• [Trecho fornecido]
--

Encontrar paz na vulnerabilidade ajudou a dissolver o foco que ela mantinha nos próprios medos. “As fobias estavam tomando conta da minha vida. Agora posso viajar de maneira espontânea, que é o que preciso fazer como skatista profissional.”

Seguindo o exemplo do pai, Nora também se transformou em uma artista prolífica, criando com o uso de canetas, tinta e mídias diversas. Desde quando era criança e desenhava e esculpia, a arte dela adquiriu identidade própria em formas e padrões que transmitem calor e oscilações emocionais. “As pessoas costumam mencionar Shel Silverstein quando olham para as minhas coisas – e esse é o maior elogio para mim”, afirma. “Me inspiro em artistas como ele desde que tinha 4 anos e parece subconsciente o modo como essas estéticas permaneceram na minha cabeça por todos estes anos e se infiltraram na minha arte.” Os trabalhos dela também já apareceram em produtos da Welcome Skateboards e provavelmente estarão no próximo modelo de shape profissional que irá desenvolver.

--

• [Dados extraídos]

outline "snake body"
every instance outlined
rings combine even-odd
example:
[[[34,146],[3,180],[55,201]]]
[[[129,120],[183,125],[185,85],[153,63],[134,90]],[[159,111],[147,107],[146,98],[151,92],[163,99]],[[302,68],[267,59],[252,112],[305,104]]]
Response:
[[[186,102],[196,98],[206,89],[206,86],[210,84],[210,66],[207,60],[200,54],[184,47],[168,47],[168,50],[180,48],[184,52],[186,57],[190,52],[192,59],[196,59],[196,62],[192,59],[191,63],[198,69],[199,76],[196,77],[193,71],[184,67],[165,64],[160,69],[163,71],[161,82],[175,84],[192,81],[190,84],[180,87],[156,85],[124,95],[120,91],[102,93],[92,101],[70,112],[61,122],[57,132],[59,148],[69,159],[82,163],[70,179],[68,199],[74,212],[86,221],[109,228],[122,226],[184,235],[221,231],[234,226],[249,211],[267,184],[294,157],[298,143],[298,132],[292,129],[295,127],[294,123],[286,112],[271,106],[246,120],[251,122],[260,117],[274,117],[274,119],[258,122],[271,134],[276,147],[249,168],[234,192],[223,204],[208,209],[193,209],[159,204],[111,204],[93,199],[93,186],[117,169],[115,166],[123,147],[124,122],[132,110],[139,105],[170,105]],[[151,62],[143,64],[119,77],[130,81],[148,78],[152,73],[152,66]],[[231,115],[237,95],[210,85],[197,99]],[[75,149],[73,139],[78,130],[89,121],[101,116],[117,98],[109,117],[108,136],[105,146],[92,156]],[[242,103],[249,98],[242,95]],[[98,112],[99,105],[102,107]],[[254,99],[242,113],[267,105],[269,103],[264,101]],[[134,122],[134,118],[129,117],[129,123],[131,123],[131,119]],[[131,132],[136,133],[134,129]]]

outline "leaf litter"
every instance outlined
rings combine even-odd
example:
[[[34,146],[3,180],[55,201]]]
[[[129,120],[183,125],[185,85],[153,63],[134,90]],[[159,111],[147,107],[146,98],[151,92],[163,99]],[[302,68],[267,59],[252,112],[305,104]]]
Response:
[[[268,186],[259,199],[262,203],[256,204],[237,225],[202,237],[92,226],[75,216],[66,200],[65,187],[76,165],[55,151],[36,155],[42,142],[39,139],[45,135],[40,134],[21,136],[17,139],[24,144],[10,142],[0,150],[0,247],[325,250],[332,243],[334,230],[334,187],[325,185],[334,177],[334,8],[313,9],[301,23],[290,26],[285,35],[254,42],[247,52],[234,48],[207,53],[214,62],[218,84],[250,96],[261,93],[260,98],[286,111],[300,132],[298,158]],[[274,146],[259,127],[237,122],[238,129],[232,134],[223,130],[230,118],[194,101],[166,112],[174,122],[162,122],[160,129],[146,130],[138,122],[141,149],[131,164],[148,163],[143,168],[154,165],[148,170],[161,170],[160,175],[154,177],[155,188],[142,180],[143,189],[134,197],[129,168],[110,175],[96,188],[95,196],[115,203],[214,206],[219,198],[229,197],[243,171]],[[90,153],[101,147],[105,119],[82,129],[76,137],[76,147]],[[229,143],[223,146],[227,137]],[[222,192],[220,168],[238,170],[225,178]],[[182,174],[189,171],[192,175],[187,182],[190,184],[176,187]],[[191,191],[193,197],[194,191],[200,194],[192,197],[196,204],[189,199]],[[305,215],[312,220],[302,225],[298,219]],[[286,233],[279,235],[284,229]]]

--

• [Para resolver]
1. Repita, sem alterações, a passagem do trecho fornecido que vai de "Seguindo o exemplo" até "que irá desenvolver.".
2. Segundo o trecho fornecido, quem as pessoas costumam mencionar quando olham para as coisas de Nora?
O material não tem papel nenhum aqui.

• [Soluções propostas]
1.
Seguindo o exemplo do pai, Nora também se transformou em uma artista prolífica, criando com o uso de canetas, tinta e mídias diversas. Desde quando era criança e desenhava e esculpia, a arte dela adquiriu identidade própria em formas e padrões que transmitem calor e oscilações emocionais. “As pessoas costumam mencionar Shel Silverstein quando olham para as minhas coisas – e esse é o maior elogio para mim”, afirma. “Me inspiro em artistas como ele desde que tinha 4 anos e parece subconsciente o modo como essas estéticas permaneceram na minha cabeça por todos estes anos e se infiltraram na minha arte.” Os trabalhos dela também já apareceram em produtos da Welcome Skateboards e provavelmente estarão no próximo modelo de shape profissional que irá desenvolver.

2. Shel Silverstein.